* Study text
Kidney beans are hearty, protein-rich legumes that can be purchased as either canned or dried food. Although canned kidney beans are more convenient to use, many cooks believe that dried kidney beans are a more flavorful and economical addition to chilies, salads and soups. When choosing dried beans, look for those that are uniform in size, shape and color. Avoid purchasing any beans that appear to be damaged or look like they might have been exposed to moisture. If cooking time is an issue, and you would prefer to buy canned beans, try to find an organic product with a label that clearly indicates that the can has not been lined with an epoxy called bisphenol.
Farms in countries all over the world grow kidney beans for the commercial market. Unless the country of origin and the date of production are clearly indicated on the package, you will have no way of knowing where your beans come from or how old they are. These two variables can affect the way that your beans will taste after they have been prepared. For reasons of flavor and safety, you should take a few simple cooking precautions.
Canned kidney beans typically are high in salt. When you check the label for the expiration date, check it for the salt content as well. Try to choose beans that have the lowest amount of additives. To get rid of the salt, rinse your canned beans in cold water before you use them. This is especially important if you are on a restricted diet.
To eliminate surface dirt and pebbles, wash dried kidney beans carefully. Discard any that look wrinkled or deformed, then soak the good beans for at least five hours or overnight. If possible, use soft water instead of hard water. Hard water, either from the tap or a bottle, can make the beans tough and less flavorful.
After your beans have been soaked, rinse and drain them in a colander. Prior to cooking, boil the beans in fresh water for at least 10 minutes. Again, soft water is best. Make sure that the beans are completely cooked before you serve them, especially if you are using a slow cooker.
Red kidney beans contain less phytohaemagglutnin or kidney bean lectin than white kidney beans. Bean lectins are toxic unless deactivated during the cooking process. If you are not using canned beans, make sure that your dried beans have been properly prepared. Undercooked beans can be more poisonous than raw beans, which is why it is so important to wash, soak and cook them thoroughly.

* Problems to solve
• 1. Answer these questions from the kidney bean text.
(a) For at least how long should dried kidney beans soak?
(b) For at least how many minutes should soaked beans boil in fresh water before cooking?
(c) What epoxy should the can lining of canned beans be free of?
• 2. Please retype part of the kidney bean text. Begin at the words "Kidney beans are hearty, protein-rich" and stop after "epoxy called bisphenol.".

* Study material
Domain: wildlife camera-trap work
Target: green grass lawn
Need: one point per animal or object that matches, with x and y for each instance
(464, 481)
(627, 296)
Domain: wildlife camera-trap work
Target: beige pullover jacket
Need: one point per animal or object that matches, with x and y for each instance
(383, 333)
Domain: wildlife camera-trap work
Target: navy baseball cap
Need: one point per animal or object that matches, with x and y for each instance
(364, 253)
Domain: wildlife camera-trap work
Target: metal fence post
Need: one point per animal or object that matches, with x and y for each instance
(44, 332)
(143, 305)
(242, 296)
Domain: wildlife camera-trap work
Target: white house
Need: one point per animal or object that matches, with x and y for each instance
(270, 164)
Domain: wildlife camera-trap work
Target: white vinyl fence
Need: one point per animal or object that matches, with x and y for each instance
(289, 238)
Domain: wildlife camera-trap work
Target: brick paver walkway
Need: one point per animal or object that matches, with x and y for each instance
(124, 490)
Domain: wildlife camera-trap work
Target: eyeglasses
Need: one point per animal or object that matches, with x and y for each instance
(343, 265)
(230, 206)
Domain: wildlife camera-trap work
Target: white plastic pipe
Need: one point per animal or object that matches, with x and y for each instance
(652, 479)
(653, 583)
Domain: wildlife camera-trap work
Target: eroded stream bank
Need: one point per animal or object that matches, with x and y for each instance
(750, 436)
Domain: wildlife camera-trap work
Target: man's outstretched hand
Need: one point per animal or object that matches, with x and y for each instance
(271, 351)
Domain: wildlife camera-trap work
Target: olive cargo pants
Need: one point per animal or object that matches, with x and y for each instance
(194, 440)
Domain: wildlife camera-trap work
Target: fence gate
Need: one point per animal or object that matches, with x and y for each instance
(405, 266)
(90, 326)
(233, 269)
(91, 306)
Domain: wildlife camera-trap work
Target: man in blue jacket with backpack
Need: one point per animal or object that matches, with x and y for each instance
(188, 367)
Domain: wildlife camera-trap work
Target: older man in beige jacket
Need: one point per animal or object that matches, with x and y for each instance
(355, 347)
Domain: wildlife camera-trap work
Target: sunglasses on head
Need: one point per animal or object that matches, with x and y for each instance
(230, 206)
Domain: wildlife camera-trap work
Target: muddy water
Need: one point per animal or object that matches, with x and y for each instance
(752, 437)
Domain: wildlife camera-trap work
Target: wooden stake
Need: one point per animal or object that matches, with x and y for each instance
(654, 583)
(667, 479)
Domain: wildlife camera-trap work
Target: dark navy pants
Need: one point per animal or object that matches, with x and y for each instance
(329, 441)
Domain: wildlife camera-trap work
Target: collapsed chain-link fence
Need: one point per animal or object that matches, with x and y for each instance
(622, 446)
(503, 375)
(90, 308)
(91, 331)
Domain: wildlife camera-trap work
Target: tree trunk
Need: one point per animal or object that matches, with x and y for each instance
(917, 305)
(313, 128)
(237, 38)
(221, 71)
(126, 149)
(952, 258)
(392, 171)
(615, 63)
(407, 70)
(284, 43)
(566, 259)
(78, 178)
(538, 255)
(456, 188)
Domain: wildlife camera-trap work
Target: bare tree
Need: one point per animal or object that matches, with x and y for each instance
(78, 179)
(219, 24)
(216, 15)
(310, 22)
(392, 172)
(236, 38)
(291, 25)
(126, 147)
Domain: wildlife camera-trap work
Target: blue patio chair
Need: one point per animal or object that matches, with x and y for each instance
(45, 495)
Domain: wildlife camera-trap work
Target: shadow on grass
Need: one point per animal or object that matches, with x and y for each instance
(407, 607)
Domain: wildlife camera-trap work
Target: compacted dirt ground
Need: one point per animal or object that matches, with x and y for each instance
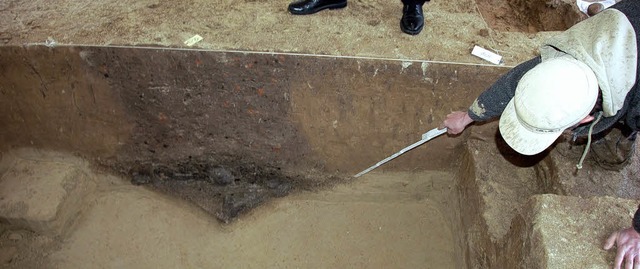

* Answers by item number
• 1.
(a) At least five hours, or overnight.
(b) At least 10 minutes.
(c) Bisphenol.

• 2.
Kidney beans are hearty, protein-rich legumes that can be purchased as either canned or dried food. Although canned kidney beans are more convenient to use, many cooks believe that dried kidney beans are a more flavorful and economical addition to chilies, salads and soups. When choosing dried beans, look for those that are uniform in size, shape and color. Avoid purchasing any beans that appear to be damaged or look like they might have been exposed to moisture. If cooking time is an issue, and you would prefer to buy canned beans, try to find an organic product with a label that clearly indicates that the can has not been lined with an epoxy called bisphenol.